Exercise inputs:
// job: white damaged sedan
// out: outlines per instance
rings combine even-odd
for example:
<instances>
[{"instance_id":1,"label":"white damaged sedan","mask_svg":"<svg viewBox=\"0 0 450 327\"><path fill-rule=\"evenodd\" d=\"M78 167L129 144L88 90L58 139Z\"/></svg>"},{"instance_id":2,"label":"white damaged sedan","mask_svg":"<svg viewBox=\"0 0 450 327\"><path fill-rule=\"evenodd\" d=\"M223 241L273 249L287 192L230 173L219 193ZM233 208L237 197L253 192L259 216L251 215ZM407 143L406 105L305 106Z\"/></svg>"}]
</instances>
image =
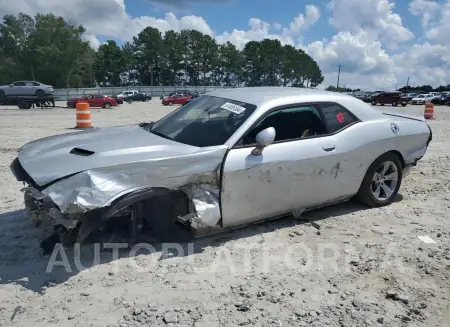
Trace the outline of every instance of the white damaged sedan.
<instances>
[{"instance_id":1,"label":"white damaged sedan","mask_svg":"<svg viewBox=\"0 0 450 327\"><path fill-rule=\"evenodd\" d=\"M132 237L138 226L192 236L351 198L388 205L431 138L422 117L352 96L237 88L156 122L33 141L11 169L30 217L63 240L112 217L129 219Z\"/></svg>"}]
</instances>

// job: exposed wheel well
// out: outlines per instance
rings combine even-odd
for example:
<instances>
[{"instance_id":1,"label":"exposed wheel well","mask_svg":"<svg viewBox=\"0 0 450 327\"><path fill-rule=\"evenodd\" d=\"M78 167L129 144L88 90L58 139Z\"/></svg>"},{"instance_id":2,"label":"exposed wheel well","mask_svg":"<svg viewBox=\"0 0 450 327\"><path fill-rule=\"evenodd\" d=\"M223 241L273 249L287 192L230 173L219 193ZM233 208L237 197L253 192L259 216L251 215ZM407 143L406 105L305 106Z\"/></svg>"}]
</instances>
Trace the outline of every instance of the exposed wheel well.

About this exercise:
Exactly how many lines in the data above hold "exposed"? State that number only.

Exercise result:
3